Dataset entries
· · ·

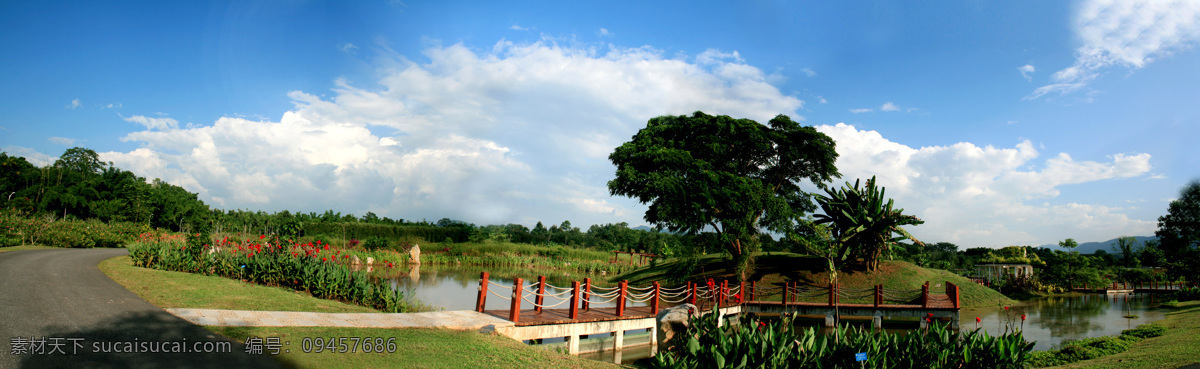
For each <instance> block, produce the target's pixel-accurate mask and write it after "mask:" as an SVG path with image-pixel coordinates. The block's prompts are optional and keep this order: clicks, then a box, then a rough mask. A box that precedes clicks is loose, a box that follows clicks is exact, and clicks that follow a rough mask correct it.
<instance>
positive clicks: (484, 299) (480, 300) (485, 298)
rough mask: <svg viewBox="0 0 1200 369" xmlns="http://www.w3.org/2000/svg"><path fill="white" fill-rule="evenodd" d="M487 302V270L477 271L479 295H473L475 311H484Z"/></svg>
mask: <svg viewBox="0 0 1200 369" xmlns="http://www.w3.org/2000/svg"><path fill="white" fill-rule="evenodd" d="M486 303H487V272H481V273H479V296H478V297H475V311H479V313H484V306H485V304H486Z"/></svg>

· · ·

Rewrite every row with "positive clicks" swapped for "foreground clicks" and everything else left as it is. Omit the pictures from your answer.

> **Response to this exercise**
For each <instance> block, produce the target's pixel-accurate mask and write it after "mask:" as an SVG path with image-pixel coordinates. The block's prompts are optional and keep this order: clicks, then a box, then a rough mask. A box that precedes clicks is loose, a box that follows clicks is exact, and clicks that follow a rough mask correct it.
<instance>
foreground clicks: (484, 299) (480, 300) (485, 298)
rough mask: <svg viewBox="0 0 1200 369" xmlns="http://www.w3.org/2000/svg"><path fill="white" fill-rule="evenodd" d="M487 302V270L477 271L479 295H473L475 311H484Z"/></svg>
mask: <svg viewBox="0 0 1200 369" xmlns="http://www.w3.org/2000/svg"><path fill="white" fill-rule="evenodd" d="M486 303H487V272H481V273H479V296H478V297H475V311H479V313H484V306H485V304H486Z"/></svg>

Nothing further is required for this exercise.